[Start of Attachment]

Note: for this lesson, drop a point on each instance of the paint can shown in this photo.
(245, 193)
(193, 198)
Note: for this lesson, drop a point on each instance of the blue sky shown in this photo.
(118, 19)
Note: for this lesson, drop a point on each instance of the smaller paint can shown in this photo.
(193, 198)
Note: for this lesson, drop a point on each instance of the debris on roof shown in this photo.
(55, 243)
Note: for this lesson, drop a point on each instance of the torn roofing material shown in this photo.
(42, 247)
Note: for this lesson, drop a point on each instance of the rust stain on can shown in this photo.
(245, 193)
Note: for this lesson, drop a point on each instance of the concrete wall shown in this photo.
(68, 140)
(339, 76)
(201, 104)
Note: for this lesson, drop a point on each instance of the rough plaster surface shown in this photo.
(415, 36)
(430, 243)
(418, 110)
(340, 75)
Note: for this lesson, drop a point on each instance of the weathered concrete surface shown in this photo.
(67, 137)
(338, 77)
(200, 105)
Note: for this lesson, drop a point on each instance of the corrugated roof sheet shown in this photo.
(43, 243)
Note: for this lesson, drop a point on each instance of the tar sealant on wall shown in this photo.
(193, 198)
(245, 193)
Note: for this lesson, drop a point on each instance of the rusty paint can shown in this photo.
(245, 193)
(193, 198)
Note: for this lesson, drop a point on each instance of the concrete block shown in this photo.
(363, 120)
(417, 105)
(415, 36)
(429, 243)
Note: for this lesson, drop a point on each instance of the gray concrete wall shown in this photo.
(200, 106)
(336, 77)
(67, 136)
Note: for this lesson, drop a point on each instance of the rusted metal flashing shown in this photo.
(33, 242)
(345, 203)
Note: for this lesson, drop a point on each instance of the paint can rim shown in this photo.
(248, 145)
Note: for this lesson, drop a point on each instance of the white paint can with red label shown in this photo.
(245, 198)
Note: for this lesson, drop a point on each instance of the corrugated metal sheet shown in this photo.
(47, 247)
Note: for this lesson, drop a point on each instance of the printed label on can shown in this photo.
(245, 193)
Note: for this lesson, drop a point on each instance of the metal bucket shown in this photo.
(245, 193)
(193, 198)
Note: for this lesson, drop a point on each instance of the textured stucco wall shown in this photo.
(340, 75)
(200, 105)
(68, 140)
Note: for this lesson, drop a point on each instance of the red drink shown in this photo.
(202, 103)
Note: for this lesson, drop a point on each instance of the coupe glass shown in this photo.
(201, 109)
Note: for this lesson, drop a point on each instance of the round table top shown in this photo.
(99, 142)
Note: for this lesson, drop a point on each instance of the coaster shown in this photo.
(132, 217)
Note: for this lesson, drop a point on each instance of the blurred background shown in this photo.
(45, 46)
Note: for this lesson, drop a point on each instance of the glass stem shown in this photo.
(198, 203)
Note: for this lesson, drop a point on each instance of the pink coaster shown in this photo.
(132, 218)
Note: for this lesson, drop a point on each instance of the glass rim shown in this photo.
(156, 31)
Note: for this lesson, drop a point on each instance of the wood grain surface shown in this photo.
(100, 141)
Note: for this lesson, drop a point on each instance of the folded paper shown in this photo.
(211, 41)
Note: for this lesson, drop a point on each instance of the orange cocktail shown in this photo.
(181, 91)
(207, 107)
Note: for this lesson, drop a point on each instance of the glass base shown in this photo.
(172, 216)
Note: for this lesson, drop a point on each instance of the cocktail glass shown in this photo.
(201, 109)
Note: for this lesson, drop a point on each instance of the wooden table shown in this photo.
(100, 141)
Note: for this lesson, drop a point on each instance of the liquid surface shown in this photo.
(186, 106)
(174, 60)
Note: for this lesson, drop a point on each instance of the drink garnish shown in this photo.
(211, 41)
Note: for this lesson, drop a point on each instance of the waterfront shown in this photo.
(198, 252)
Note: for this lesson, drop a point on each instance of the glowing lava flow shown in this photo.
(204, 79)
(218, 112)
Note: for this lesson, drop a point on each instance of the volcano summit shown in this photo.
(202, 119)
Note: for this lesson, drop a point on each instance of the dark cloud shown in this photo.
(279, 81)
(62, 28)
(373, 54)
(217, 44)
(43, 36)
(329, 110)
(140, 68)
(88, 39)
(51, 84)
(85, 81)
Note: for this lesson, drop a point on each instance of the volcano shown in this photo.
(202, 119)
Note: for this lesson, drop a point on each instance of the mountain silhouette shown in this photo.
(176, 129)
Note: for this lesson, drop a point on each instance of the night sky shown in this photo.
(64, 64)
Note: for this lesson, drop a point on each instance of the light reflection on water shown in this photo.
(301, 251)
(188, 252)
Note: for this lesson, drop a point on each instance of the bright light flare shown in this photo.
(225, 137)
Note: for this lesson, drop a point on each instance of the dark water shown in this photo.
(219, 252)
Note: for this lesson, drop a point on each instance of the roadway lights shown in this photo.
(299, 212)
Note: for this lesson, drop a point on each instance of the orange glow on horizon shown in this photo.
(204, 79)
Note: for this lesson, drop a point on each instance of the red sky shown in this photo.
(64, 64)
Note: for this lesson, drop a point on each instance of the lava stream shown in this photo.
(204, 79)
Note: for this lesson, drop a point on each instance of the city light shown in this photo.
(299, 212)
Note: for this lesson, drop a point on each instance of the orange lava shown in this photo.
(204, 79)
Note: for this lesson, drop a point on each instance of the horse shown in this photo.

[End of Attachment]

All of the entries above should be written out verbatim.

Note: for this lesson, drop a point on each instance of the paint can shown in this photo.
(245, 193)
(193, 198)
Note: for this lesson, drop a point on each instance of the blue sky shown in this photo.
(118, 19)
Note: for this lesson, drop a point on each instance of the smaller paint can shown in this photo.
(193, 198)
Note: for this lesson, drop a point on each instance of the debris on roof shown in this photo.
(55, 243)
Note: for this lesson, drop a point on each instance of the torn roofing material shown in this photo.
(42, 247)
Note: for this lesson, drop a point on each instance of the rust stain on can shown in this photo.
(245, 193)
Note: for this lesson, drop a point on each instance of the concrete wall shown in this photo.
(68, 140)
(339, 76)
(201, 104)
Note: for this lesson, drop a point on each instance of the rough plaster surface shown in this photo.
(415, 36)
(430, 243)
(418, 110)
(340, 75)
Note: for this lesson, drop a point on each instance of the weathered concrete surface shown in this photo.
(67, 137)
(338, 77)
(200, 105)
Note: for this lesson, drop a point on each instance of the corrugated roof sheet shown in this photo.
(43, 243)
Note: for this lesson, drop a point on each instance of the tar sealant on wall shown in this photo.
(193, 198)
(245, 193)
Note: for this lesson, drop a point on each instance of the rusty paint can shown in this photo.
(245, 193)
(193, 198)
Note: for this lesson, drop a point on each instance of the concrete block shown in this photo.
(363, 120)
(417, 105)
(415, 36)
(429, 243)
Note: for this lesson, drop a point on each instance of the gray concrete wall shown in this photo.
(200, 106)
(336, 77)
(67, 136)
Note: for this lesson, drop a point on each instance of the rusted metal flashing shown in this photo.
(33, 242)
(345, 203)
Note: for this lesson, drop a point on each instance of the paint can rim shown in this photo.
(248, 145)
Note: for this lesson, drop a point on each instance of the white paint can with red label shown in this photo.
(245, 198)
Note: for this lesson, drop a point on each instance of the corrugated metal sheet shown in this photo.
(47, 247)
Note: for this lesson, drop a point on each instance of the printed label on can shown in this photo.
(245, 193)
Note: for this lesson, drop a point on each instance of the metal bucket shown in this photo.
(245, 193)
(193, 198)
Note: for this lesson, drop a point on each instance of the textured stucco wall shown in this photo.
(340, 75)
(200, 105)
(68, 140)
Note: for this lesson, drop a point on each instance of the red drink shown in this photo.
(202, 103)
Note: for this lesson, drop a point on each instance of the coupe glass shown in this photo.
(201, 109)
Note: for this lesson, drop a point on each instance of the round table top shown in this photo.
(99, 142)
Note: for this lesson, drop a point on each instance of the coaster shown in this photo.
(132, 217)
Note: for this lesson, drop a point on each instance of the blurred background shown in this photo.
(45, 46)
Note: for this lesson, drop a point on each instance of the glass stem shown in this photo.
(198, 203)
Note: for this lesson, drop a point on each instance of the pink coaster shown in this photo.
(132, 218)
Note: for this lesson, drop a point on each instance of the glass rim shown in this photo.
(156, 31)
Note: for this lesson, drop a point on each instance of the wood grain surface shown in this photo.
(100, 141)
Note: for this lesson, drop a point on each instance of the folded paper shown in this photo.
(211, 41)
Note: for this lesson, drop a point on each instance of the orange cocktail shown in this photo.
(181, 91)
(207, 107)
Note: for this lesson, drop a point on each instance of the glass base shown in this photo.
(172, 216)
Note: for this lesson, drop a point on each instance of the cocktail glass shown in this photo.
(201, 109)
Note: for this lesson, drop a point on each instance of the wooden table shown in this photo.
(100, 141)
Note: for this lesson, drop a point on each instance of the liquid surface shown in this photo.
(186, 106)
(174, 60)
Note: for this lesson, drop a point on each instance of the drink garnish shown in this photo.
(211, 41)
Note: for this lesson, drop a point on each instance of the waterfront shown in this photo.
(198, 252)
Note: for this lesson, drop a point on each instance of the glowing lava flow shown in this photo.
(204, 79)
(218, 112)
Note: for this lesson, drop a point on each instance of the volcano summit shown in this photo.
(202, 119)
Note: for this lesson, drop a point on each instance of the dark cloud shown in this photo.
(279, 81)
(62, 28)
(373, 54)
(217, 44)
(43, 36)
(329, 110)
(140, 68)
(88, 39)
(51, 84)
(85, 81)
Note: for this lesson, drop a point on each instance of the volcano shown in this photo.
(202, 119)
Note: for this lesson, drop a point on each instance of the mountain silhouette shown in this photo.
(176, 129)
Note: for this lesson, drop a point on each instance of the night sky shown in this photo.
(64, 64)
Note: for this lesson, drop a point on each instance of the light reflection on water shown in this photo.
(301, 251)
(188, 252)
Note: for this lesson, drop a point on each instance of the bright light flare shown in this photo.
(225, 137)
Note: for this lesson, drop a point on each instance of the dark water shown in this photo.
(219, 252)
Note: for this lesson, drop a point on each instance of the roadway lights shown in this photo.
(299, 212)
Note: for this lesson, drop a point on each instance of the orange glow on horizon shown in this photo.
(204, 79)
Note: for this lesson, drop a point on each instance of the red sky shown in this photo.
(64, 64)
Note: for this lesson, drop a point on each instance of the lava stream shown in this photo.
(204, 79)
Note: for this lesson, drop a point on each instance of the city light shown in this photo.
(299, 212)
Note: for this lesson, drop a point on each instance of the orange lava shown in this photo.
(204, 79)
Note: for this lesson, drop a point on each instance of the horse shown in this photo.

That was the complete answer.